### Source text
ChatX is a ruby chat libarary which I wrote and maintain. I figured I could just migrate it to normal SE login, but it turns out that the "Log in with Stack Exchange" button to log in to chat actually POSTS to https://openid.stackexchange.com/affiliate/form/login/submit. Hence, this will also break when openid breaks. That leaves only google/facebook/yahoo oauth, which aren't really things we can migrate chatbots to easily.

TL;DR I'd like to see a solid SE non-openid login form ASAP that I can migrate my stuff to.

1
17

If it's easy (big "if"), is there any chance of getting a site-agnostic global-auth login page at https://stackauth.com/users/login, for chat bots to use? It wouldn't be part of any user-facing website, so it wouldn't create any misleading expectations like preserving https://stackexchange.com/users/login.

The bot libraries generally only take email and password to login, which means they don't know what sites the account has profiles on, so they don't know which site-specific login route to use.

### Extracted records
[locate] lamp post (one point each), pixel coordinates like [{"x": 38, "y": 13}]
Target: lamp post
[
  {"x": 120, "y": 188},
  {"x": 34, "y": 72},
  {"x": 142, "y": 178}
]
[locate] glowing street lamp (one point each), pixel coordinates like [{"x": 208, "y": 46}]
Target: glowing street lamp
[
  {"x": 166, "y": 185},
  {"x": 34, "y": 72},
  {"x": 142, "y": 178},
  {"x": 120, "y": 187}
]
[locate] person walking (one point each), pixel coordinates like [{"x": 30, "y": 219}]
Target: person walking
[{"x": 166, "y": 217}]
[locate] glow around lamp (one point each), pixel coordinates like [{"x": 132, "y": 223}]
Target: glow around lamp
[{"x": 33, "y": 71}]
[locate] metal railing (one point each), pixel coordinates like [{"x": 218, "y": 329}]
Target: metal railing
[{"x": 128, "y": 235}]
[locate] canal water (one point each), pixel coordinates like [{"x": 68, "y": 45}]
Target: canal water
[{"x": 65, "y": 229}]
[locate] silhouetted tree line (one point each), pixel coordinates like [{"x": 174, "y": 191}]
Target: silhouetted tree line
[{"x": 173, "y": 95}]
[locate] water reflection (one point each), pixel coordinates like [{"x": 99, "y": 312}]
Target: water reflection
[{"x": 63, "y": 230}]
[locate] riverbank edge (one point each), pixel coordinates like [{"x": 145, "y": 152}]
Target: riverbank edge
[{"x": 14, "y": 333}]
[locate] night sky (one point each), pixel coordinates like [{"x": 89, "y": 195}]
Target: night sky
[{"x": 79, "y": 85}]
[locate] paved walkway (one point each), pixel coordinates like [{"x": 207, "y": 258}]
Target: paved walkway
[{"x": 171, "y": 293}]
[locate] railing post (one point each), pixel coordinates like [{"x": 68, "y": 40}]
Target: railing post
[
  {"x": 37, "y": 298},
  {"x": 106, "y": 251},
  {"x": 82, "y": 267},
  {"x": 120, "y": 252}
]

### Work instruction 1
In the text about Stack Exchange chat logins, what do bot libraries generally take to log in?
### Work instruction 2
Resume the text about Stack Exchange chat logins, starting after its last sentence.

### Exercise answer 1
Only an email and a password.

### Exercise answer 2
1
  • 2
    Six of one, half dozen of the other in terms of creating a new agnostic auth page vs preserving an existing one, honestly... The main reason se.com didn't get the new login page treatment is that I ran out of time back in the day. Off hand, I'd rather not add new auth code to the stackauth project. Whatever we do with user profiles on se.com, we can (likely/maybe) preserve the auth code that already exists and just upgrade the UI. Skip the signup, but allow login... in some fashion, perhaps with appropriate signup guidance that points folks to actual Q&A sites.
    – Adam Lear StaffMod
    Commented Mar 11, 2018 at 3:25
16

So does this mean that the Android Stack Overflow app will finally support Facebook logins? For the longest time, it's supported Google, Stack Exchange, and OpenID logins only, and I suppose the third button's up for replacement now...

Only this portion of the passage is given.